### Task directions
How many lines in the rows below contain the string "Would"? Reply with the number alone.

(Bounding-box records)
•••
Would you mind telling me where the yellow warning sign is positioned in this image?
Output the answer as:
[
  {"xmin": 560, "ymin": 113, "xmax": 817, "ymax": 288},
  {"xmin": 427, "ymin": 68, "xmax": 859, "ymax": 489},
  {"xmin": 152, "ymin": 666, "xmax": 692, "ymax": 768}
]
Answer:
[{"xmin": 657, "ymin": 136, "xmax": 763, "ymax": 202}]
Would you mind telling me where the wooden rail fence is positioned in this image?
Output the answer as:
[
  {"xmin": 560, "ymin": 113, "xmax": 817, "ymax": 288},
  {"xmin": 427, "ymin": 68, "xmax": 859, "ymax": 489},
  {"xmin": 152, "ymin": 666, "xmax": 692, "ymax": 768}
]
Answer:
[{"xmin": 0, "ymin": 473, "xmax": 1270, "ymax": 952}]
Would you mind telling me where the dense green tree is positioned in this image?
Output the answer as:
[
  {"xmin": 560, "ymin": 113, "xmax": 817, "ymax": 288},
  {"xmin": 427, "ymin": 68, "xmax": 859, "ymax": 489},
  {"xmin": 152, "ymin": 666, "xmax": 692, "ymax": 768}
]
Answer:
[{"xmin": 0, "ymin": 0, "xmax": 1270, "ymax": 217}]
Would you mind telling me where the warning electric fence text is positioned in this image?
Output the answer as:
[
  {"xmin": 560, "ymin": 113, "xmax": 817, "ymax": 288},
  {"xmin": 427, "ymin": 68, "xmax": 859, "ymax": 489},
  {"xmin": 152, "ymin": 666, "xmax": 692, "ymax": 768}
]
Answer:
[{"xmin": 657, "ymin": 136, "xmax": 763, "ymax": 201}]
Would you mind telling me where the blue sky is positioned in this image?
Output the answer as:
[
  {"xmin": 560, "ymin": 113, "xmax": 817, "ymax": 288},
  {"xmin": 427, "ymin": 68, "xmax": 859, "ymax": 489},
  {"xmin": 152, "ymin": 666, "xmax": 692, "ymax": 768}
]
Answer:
•••
### Output of the exercise
5